Page text
BEGIN

To better understand diffusion MRI in biological tissues, numerical simulations are commonly used to model the MR signal. Realistic simulation substrates built directly from histology images help to reduce the model error, but intrinsic parameters other than the microstructure have an effect too. In this study, we investigate the relationship between diffusion tensor fractional anisotropy and membrane permeability. Using a GPU-accelerated Bloch–Torrey solver, we observe a significant difference from the impermeable case for long diffusion times on the order of 1s.
Biological tissue of interest for diffusion MRI investigations is non-homogeneous. This may be modelled using compartments with varying prescribed diffusivities. To study the effects of confounding factors such as perfusion and permeability, the use of numerical simulations is increasingly common. This allows for in-silico investigation of model parameters and can even serve to validate MR measurements [1].
Recent work simulating diffusion in the myocardium [2] has demonstrated the need for the simulation substrate to replicate the large-scale aggregates of cells found in (cardiac) muscle tissue. For this, numerical models need to be built directly from histology. While the microstructure in the brain is often appropriately modelled as having impermeable membranes, long mixing times common in e.g. cardiac applications show significant discrepancies between simulated and experimentally-measured fractional anisotropy (FA) values.

END

Work required
Answer these from the text on diffusion MRI simulation.
(a) What kind of solver does the study use?
(b) How may non-homogeneous biological tissue be modeled?
(c) How are membranes in the brain often modeled?

Collected data

BEGIN

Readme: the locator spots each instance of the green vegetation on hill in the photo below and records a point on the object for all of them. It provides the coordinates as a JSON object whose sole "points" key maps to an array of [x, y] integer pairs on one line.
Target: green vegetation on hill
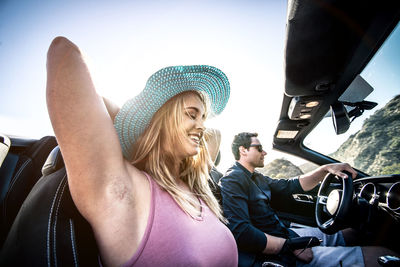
{"points": [[280, 168], [375, 149]]}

END

Task solution
(a) A GPU-accelerated Bloch–Torrey solver.
(b) Using compartments with varying prescribed diffusivities.
(c) As impermeable.